# Source
________________
DMD backend quality (Was: Re: DIP 1031--Deprecate Brace-Style Struct Initializers--Community Review Round 1 Discussion)

H. S. Teoh hsteoh at quickfur.ath.cx
Tue Feb 18 21:52:18 UTC 2020


On Tue, Feb 18, 2020 at 09:22:18PM +0000, matheus via Digitalmars-d wrote:
[...]
> Just to be clear, I am NOT diminishing any work, I just wasn't aware
> of these differences, because 20 to 30 or maybe 40% on runtime is
> something that you can't just ignore.

It depends on your use case.  YMMV, as they say.

IME, the difference is most pronounced for CPU-intensive code where you
have a lot of nested constructs, esp. in range-based code with extensive
use of UFCS chains.

Some years ago I analysed the assembly output to understand why this is
so.  According to my observations, one big factor is that the DMD
inliner is rather anemic: it gives up at the slightest complication,
thus missing out on what's commonly a domino-effect of optimizations:
inlining the innermost function call opens up new optimization
opportunities which causes the next outer level to be inlineable, etc.,
until most of the call stack has been inlined. But stop somewhere in
between and you miss out the rest of the entire call chain's worth of
optimizations.  In range-based code, most of the method calls are very
small, so quite often a long chain of nested calls can be reduced to
just a few inlined instructions, so this is where LDC's very aggressive
inliner really shines.  In such cases, you can easily see 20-30%
almost-guaranteed performance difference, and sometimes I've seen even
up to 40%.  I just ran a quick test again, as I posted in another reply,
and again I see a >30% performance boost just from using ldc2 instead of
dmd.

The LLVM optimizer has been known to optimize entire call chains into
the equivalent of a `return constValue;` by executing LLVM bytecode at
compile-time to optimize away an entire subtree of function calls into a
constant value. DMD's inliner, in comparison, balks at the sight of
things as trivial as writing:

	auto myFunc(...) {
		if (cond) return result1;
		return result2;
	}

vs.

	auto myFunc(...) {
		if (cond) return result1;
		else return result2;
	}

so it tends to give up long before the code has been transformed into a
state where it can be inlined one level further up the call chain.
________________
# Work instructions
1 – In the post on DMD backend quality, list every all-capital abbreviation that appears in the reply's own text after the quoted passage.
2 – Write the next part of the post on DMD backend quality, picking up after its last sentence.
The listing that comes next has no part in any of this.
________________
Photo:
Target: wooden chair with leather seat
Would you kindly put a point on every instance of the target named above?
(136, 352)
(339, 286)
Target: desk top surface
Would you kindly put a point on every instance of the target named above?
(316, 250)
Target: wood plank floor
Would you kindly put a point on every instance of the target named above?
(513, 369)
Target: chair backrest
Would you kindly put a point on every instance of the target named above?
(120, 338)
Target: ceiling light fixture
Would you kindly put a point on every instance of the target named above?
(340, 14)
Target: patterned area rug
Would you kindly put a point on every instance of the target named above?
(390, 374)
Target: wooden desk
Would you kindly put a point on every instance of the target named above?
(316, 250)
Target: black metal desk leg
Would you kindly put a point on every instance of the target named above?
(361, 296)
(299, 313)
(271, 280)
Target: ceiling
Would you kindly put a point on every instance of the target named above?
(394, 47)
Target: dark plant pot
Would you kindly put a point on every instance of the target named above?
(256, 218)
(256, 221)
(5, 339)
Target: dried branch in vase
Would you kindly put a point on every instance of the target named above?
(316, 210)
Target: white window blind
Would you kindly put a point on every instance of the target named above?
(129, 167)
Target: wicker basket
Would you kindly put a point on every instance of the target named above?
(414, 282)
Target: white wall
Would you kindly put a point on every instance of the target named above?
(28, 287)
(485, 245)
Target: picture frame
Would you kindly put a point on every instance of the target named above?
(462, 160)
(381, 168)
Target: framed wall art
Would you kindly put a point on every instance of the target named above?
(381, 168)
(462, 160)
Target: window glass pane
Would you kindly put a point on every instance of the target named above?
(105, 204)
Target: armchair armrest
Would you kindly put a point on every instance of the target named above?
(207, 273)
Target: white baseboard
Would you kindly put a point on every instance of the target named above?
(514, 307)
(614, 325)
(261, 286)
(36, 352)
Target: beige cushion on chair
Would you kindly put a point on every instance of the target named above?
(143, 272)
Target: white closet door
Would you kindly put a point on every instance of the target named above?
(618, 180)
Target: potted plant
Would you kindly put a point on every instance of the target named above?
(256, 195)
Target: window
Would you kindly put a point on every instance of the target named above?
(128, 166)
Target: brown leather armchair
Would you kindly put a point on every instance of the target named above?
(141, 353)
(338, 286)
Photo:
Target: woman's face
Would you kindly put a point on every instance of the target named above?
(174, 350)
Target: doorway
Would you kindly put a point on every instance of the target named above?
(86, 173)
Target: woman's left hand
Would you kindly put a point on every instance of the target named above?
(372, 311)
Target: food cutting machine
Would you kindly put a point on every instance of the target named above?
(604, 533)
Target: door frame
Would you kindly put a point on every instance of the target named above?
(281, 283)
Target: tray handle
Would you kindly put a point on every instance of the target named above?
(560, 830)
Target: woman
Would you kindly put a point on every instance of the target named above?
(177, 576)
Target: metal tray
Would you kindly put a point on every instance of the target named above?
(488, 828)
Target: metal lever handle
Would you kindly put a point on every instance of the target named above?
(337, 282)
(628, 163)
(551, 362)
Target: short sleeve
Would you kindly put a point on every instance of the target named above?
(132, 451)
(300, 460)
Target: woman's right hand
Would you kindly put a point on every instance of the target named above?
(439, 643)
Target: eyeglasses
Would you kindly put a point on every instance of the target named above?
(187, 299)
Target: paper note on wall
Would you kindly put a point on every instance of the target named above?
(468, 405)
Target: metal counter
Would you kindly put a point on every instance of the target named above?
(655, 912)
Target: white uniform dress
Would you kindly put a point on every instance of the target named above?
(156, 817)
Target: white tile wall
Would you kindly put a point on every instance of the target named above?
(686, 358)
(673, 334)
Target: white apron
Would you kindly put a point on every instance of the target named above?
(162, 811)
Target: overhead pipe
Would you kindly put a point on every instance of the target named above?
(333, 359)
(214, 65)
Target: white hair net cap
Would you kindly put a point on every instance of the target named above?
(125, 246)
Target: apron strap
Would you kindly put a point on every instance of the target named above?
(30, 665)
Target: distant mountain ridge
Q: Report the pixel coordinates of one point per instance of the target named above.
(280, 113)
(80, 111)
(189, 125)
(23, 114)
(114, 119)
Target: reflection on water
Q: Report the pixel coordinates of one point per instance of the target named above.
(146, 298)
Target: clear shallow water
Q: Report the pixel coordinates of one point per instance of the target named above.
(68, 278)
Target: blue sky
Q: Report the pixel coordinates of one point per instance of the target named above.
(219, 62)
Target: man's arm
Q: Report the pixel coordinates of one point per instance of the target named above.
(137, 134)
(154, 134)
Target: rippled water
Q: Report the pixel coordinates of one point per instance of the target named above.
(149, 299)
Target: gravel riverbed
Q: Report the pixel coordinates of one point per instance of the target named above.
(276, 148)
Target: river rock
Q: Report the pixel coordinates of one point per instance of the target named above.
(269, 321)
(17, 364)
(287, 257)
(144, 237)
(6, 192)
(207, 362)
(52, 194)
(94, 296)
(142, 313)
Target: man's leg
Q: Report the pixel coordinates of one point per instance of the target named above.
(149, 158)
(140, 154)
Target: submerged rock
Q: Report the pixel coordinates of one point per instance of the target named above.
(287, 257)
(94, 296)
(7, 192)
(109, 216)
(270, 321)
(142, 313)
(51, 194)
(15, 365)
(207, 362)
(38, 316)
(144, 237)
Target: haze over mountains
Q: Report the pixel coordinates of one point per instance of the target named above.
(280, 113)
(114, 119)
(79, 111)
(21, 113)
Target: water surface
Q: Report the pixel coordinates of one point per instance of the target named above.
________________
# Responses to the tasks
1 – YMMV, IME, UFCS, DMD, LDC, LLVM

2 –
Thus, an entire domino-chain of optimizations is missed, and you end up
with several nested function calls where it could have been reduced to
just a few inlined instructions. When this happens in the inner loop, a
30% performance drop is pretty much expected.


> I think that maybe is possible to balance things, like developing with
> DMD and generate final code with GDC/LDC to get faster runtime, well
> maybe some problems will happen mixing compilers and final result, but
> this is something that I will considerate for now on.
[...]

As somebody pointed out, using dmd for development and ldc2 for release
build is definitely a viable approach.  Recent LDC releases have been
tracking DMD releases very closely, so excepting rare corner cases and
bugs, functionality-wise the two compilers should pretty much be on par.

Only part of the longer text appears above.